DOCUMENT SECTION START

Bowel Cancer UK says one in 15 men and one in 18 women will develop the condition at some point. It says about 268,000 people are living with the disease.

Bowel Cancer UK reported that two in five people couldn’t name a single bowel cancer symptom. However, the NHS has said that a record number of people in England are having bowel cancer checks following the death of Deborah James, the former Radio 5 presenter, in 2022. She raised millions for cancer charities after being diagnosed with the illness.

How to mark Bowel Cancer Awareness Month 

There are many ways to support Bowel Cancer Awareness Month, from sharing information on social media to donating to leading cancer organisations.

The first step in supporting bowel cancer awareness is to familiarise yourself with the illness and understand how you can help family and loved ones recognise signs of cancer. Macmillan has shared a helpful guide that includes everything you need about bowel cancer.

Bowel Cancer UK has also shared a tool kit telling people how to share graphics and videos that provide further information.

DOCUMENT SECTION END
LISTED RECORDS START

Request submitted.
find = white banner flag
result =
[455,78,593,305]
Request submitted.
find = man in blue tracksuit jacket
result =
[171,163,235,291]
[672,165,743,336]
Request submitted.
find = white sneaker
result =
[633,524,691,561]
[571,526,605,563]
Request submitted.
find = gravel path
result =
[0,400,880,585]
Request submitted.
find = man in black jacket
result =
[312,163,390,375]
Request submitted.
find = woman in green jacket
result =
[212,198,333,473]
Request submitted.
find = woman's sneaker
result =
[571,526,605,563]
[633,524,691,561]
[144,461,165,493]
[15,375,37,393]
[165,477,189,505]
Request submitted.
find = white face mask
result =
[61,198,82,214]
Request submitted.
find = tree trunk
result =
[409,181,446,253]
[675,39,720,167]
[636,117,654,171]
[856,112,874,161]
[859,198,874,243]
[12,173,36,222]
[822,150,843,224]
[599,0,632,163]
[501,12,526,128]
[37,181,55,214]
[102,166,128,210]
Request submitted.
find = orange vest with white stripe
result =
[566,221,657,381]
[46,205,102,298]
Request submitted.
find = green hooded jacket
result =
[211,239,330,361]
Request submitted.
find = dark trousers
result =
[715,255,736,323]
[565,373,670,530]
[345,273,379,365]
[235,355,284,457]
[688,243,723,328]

LISTED RECORDS END

WHAT TO WORK ON
1) In the bowel cancer text, about how many people are said to be living with the disease?
2) Write the next part of the bowel cancer text.
The records are not needed for what follows.

ANSWERS TO THIS EXERCISE
1) About 268,000 people.

2)
DIY testing

In 2023, the NHS introduced DIY testing kits for bowel cancer, inviting more than 800,000 people in England to undertake DIY checks. NHS England said all adults over 54 have been sent at-home screening kits in a phased project expansion scheme,

The aim is that expanding the screening to include younger adults not normally included will help improve bowel cancer detection when it is at an earlier stage — and save thousands of lives.

The NHS FIT bowel cancer testing kit (NHS London)
The NHS FIT bowel cancer testing kit (NHS London)

The Faecal Immunochemical Test (FIT) is conducted at home. People put a small faecal sample in a tube and send it in the post to a laboratory where it is tested for microscopic amounts of blood. Results are then returned to participants with information about further tests if needed.

Only two out of 100 people using the kit currently need further testing.

Bowel cancer is the fourth most common cancer in the UK and the second-biggest cancer killer.

Here is what we know about the condition, its symptoms, and how to check if you have it.

What are the symptoms of bowel cancer?

The NHS says that more than 90 per cent of people with bowel cancer have one of the following combinations of symptoms:

  • a persistent change in bowel habit — pooing more often, with looser, runnier poos, and sometimes stomach (abdominal) pain.

  • blood in the poo without other symptoms of piles (haemorrhoids).

  • abdominal pain, discomfort or bloating — always brought on by eating.

Biggest symptom of bowel cancer not to ignore

A recent study published in BMC Primary Care involved 511 cancer cases among 61,802 patients.

The study found rectal bleeding, also known as haematochezia, was the most common symptom. This had a specific rating of 99.4 per cent, meaning it is the most reliable indicator of bowel cancer.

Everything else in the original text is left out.